In the records below, rewrite the lines starting at the one containing "Look at the photo above. For each instance of the ramekin" and ending at the end of the records, replacing "fork handle" with "fork tines" and changing nothing else. Give only those lines.

--- Begin ---

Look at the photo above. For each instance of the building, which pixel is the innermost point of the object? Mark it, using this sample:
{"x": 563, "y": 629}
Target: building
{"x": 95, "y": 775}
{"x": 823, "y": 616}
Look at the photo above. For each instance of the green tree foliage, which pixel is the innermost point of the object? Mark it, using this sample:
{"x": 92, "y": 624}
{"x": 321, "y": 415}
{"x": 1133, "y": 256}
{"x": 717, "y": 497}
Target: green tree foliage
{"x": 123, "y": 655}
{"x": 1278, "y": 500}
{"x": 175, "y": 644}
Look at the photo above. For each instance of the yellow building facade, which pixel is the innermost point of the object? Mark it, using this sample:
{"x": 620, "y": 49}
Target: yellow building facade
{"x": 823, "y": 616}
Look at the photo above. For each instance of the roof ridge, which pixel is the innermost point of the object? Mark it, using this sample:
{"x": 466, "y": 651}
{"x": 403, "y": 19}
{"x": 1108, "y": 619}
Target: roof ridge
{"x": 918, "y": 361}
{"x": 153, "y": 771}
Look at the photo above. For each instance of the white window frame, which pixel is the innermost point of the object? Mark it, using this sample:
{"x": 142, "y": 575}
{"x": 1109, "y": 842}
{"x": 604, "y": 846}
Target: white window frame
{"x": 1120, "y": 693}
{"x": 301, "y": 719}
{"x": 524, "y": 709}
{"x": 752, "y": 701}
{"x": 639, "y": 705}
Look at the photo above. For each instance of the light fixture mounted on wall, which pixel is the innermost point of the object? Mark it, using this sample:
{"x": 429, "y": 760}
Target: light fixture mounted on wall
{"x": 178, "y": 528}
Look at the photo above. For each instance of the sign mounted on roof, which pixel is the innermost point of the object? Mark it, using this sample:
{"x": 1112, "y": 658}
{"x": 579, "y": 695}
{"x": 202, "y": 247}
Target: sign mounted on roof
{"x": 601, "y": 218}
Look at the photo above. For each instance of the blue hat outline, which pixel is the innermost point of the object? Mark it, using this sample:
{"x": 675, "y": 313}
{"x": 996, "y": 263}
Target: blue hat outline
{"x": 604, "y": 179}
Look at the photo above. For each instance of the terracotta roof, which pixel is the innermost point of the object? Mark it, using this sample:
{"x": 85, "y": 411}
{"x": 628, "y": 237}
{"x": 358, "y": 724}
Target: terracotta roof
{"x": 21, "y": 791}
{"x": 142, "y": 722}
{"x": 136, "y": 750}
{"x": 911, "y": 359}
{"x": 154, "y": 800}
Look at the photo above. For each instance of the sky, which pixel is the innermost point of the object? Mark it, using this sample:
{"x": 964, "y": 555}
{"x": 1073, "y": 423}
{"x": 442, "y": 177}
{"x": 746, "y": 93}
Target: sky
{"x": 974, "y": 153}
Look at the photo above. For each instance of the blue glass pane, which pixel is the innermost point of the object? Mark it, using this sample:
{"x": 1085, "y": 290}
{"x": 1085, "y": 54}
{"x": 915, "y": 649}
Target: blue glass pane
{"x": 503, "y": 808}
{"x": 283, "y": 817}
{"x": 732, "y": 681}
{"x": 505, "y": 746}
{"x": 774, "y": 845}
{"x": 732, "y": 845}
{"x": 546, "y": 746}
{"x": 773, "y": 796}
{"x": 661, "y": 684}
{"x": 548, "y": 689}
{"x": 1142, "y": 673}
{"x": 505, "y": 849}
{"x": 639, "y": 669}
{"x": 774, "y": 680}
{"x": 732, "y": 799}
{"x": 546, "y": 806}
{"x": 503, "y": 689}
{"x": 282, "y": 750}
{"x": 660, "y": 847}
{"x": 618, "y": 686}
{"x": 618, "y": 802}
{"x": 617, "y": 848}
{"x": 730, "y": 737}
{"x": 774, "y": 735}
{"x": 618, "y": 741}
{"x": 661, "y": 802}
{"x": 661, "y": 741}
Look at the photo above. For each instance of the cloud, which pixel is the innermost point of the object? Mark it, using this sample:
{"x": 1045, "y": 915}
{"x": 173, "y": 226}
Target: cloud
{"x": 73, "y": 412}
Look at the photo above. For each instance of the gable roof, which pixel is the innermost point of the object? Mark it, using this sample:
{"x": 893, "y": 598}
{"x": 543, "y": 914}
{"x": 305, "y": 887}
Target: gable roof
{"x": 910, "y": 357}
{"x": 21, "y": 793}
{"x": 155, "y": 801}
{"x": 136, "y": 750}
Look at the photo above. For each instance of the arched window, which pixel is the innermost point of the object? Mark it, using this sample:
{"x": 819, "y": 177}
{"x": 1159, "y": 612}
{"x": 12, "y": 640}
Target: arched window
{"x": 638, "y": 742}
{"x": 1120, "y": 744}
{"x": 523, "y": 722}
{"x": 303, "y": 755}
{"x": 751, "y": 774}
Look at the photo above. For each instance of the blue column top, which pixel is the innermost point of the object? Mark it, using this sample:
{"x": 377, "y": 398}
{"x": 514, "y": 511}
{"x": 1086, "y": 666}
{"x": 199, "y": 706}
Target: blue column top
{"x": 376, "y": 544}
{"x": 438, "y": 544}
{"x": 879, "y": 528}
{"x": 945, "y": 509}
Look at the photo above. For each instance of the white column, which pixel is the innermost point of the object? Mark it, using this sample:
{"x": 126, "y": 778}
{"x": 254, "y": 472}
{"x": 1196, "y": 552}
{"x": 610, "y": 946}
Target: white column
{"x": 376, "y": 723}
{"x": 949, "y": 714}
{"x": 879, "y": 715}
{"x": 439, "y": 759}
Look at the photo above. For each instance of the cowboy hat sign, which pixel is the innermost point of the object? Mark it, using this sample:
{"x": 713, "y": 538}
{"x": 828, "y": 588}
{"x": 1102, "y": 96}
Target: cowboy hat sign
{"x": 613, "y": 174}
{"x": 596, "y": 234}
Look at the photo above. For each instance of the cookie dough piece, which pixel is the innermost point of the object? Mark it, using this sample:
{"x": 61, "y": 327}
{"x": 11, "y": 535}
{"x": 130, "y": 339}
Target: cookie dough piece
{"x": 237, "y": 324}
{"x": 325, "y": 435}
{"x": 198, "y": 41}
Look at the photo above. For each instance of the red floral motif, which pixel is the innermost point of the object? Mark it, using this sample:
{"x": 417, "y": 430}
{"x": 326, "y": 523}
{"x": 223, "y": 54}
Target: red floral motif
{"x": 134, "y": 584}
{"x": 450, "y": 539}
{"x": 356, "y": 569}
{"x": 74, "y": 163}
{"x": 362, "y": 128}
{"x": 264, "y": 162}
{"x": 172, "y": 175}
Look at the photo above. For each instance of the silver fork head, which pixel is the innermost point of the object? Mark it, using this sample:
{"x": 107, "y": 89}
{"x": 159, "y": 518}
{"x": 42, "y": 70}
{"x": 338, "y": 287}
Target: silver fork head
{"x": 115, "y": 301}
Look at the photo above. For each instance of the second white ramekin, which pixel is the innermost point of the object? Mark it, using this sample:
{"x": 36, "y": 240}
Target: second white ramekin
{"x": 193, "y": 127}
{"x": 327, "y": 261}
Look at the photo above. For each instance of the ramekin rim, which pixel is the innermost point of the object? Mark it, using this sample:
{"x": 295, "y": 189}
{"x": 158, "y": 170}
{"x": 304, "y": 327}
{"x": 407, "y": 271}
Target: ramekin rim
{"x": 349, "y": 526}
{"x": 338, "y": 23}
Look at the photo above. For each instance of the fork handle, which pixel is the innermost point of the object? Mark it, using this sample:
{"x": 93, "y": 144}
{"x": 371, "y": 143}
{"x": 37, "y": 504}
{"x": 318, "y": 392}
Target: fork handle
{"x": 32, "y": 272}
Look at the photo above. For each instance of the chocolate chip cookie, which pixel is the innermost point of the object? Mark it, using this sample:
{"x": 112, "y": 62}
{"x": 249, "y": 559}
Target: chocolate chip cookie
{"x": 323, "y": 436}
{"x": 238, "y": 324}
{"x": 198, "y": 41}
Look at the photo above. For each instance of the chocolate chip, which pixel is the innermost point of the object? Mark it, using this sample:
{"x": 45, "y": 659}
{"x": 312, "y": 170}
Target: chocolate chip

--- End ---

Task result:
Look at the photo above. For each instance of the ramekin rim, which pixel is the innermost point of the object? Mark it, using this sample:
{"x": 295, "y": 189}
{"x": 158, "y": 170}
{"x": 304, "y": 327}
{"x": 407, "y": 271}
Target: ramekin rim
{"x": 349, "y": 526}
{"x": 338, "y": 23}
Look at the photo above. For each instance of the fork tines, which pixel is the innermost point of the object? Mark it, using this sample:
{"x": 93, "y": 144}
{"x": 371, "y": 143}
{"x": 37, "y": 504}
{"x": 318, "y": 392}
Target: fork tines
{"x": 32, "y": 272}
Look at the photo above. For each instance of the chocolate chip cookie, which pixel is the innermost point of the object? Mark it, using this sample:
{"x": 112, "y": 62}
{"x": 249, "y": 559}
Target: chocolate chip cookie
{"x": 323, "y": 436}
{"x": 238, "y": 324}
{"x": 198, "y": 41}
Look at the photo above. For each instance of the chocolate chip, which pixel is the innermost point of the object? Mark it, using this sample:
{"x": 45, "y": 659}
{"x": 312, "y": 170}
Target: chocolate chip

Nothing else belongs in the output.